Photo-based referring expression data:
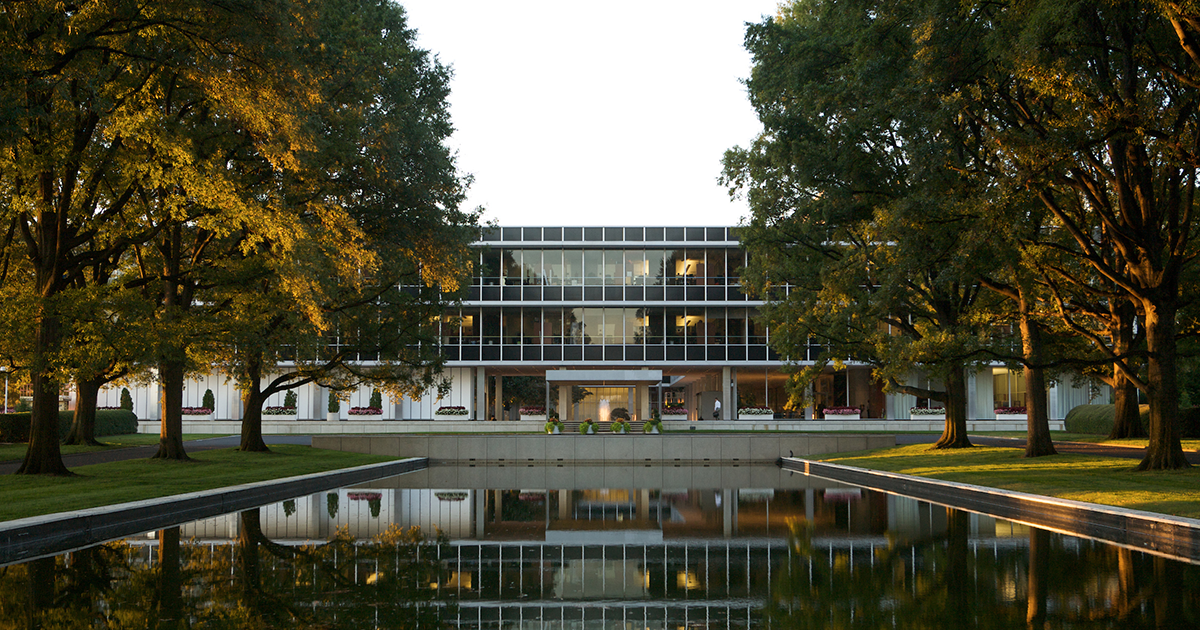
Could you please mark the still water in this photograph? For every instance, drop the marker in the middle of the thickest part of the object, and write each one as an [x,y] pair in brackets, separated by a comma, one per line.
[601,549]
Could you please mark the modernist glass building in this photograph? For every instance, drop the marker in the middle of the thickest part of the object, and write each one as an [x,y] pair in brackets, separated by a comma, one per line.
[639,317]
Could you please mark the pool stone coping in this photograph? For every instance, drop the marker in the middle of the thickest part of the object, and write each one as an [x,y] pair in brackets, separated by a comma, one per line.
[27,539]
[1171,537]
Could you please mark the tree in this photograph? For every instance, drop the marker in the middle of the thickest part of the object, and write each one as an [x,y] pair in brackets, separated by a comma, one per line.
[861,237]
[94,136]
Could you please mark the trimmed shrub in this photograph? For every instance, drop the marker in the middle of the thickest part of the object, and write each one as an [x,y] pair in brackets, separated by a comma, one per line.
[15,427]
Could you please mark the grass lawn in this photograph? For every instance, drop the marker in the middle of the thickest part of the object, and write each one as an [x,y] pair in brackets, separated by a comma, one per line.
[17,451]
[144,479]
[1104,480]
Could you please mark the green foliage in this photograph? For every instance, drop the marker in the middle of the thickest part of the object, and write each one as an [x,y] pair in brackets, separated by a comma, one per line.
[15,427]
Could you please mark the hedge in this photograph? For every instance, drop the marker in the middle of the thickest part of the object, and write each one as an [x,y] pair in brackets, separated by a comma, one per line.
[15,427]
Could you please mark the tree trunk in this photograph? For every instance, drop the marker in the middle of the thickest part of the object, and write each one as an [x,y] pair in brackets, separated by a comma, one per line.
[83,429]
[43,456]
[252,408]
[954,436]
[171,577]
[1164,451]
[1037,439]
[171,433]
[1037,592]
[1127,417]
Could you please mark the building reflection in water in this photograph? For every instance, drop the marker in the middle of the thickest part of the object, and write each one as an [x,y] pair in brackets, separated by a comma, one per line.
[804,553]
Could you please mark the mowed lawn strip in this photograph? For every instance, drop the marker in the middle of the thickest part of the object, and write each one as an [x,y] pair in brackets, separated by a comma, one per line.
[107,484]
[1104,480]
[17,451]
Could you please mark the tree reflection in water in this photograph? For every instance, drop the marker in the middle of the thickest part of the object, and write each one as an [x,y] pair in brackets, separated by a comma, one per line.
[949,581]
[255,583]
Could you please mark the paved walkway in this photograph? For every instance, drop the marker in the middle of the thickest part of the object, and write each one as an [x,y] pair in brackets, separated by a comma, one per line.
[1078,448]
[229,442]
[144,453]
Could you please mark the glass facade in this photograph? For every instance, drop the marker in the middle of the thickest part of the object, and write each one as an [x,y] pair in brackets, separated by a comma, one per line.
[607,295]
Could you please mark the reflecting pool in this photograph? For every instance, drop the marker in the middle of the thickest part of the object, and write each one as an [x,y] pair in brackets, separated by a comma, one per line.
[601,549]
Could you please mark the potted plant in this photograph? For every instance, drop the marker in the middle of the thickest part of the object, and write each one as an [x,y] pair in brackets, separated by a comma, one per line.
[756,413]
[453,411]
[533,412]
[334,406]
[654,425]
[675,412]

Instructions for the task: Write out, word for word, every line from the one containing "Could you please mark the potted" through the last line of the records above.

Solution to this problem:
Could you please mark the potted plant in this photograph? For every instance, drop the marker in the middle of the thickest part of the object, and write each one as an [x,y] pair in brackets, separated by a comma, one per line.
[756,413]
[453,411]
[533,412]
[334,406]
[654,425]
[675,412]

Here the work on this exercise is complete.